Direction 1
In the slingshot thread, where did the poster get the paracord?

Supplied text
# daisy bugout slingshot



## dallasdeadeye (May 22, 2011)

this is the lastest version of my dasiy bugout.

daisy b52 frame
paracord wrap grip
dankung 5080 on forks for grip
dankung 3060 band set
standard daisy pouch
catfish bankline for pouch attachment

http://s892.photobucket.com/albums/ac126/dallasdeadeye/?action=view&current=bugoutslingshot.jpg


----------



## NaturalFork (Jan 21, 2010)

this slingshot looks so good. You should bend your own rod and have it be that much more rewarding. I would love to see that. In any case very good work.


----------



## StealthNinja (Sep 1, 2011)

Most impressive!

Do you have a list of supplier contacts so I can make my own?

Can you show the rest of your bug out gear?

Thanx


----------



## e~shot (Jun 3, 2010)

That looks cool


----------



## marcus sr (Jun 5, 2011)

thats a great improvment,looks cool too


----------



## dallasdeadeye (May 22, 2011)

i thought about bending my own , but i dont think i could do better than what daisy has already made as far as the frame is concerned. its stout steel and finished for rust resistence, its a good size and i get them for 6 dollars.

the base slingshot daisy b52 and bankline is from walmart
the dankung bands are from dankung.com
the paracord is from my local army navy store


----------

Direction 2
Rewrite the stored records below, changing each "shoreline" to "coastline" and keeping everything else the same. Omit the pictures.

[Stored records]
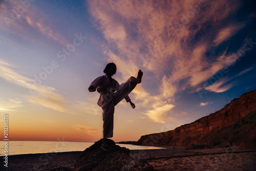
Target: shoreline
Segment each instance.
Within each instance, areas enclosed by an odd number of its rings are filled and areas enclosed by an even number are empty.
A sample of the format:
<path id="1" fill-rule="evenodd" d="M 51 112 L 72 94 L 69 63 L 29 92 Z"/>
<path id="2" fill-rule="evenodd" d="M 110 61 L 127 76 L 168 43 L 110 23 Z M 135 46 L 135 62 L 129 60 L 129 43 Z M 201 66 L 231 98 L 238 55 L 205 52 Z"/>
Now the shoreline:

Worked answer 1
From a local army navy store.

Worked answer 2
Target: coastline
Segment each instance.
Within each instance, areas enclosed by an odd number of its rings are filled and areas enclosed by an even number are empty.
A sample of the format:
<path id="1" fill-rule="evenodd" d="M 51 112 L 72 94 L 69 63 L 29 92 Z"/>
<path id="2" fill-rule="evenodd" d="M 110 61 L 127 76 L 168 43 L 110 23 Z M 135 46 L 135 62 L 129 60 L 129 43 Z M 201 66 L 231 98 L 238 55 L 205 52 Z"/>
Now the coastline:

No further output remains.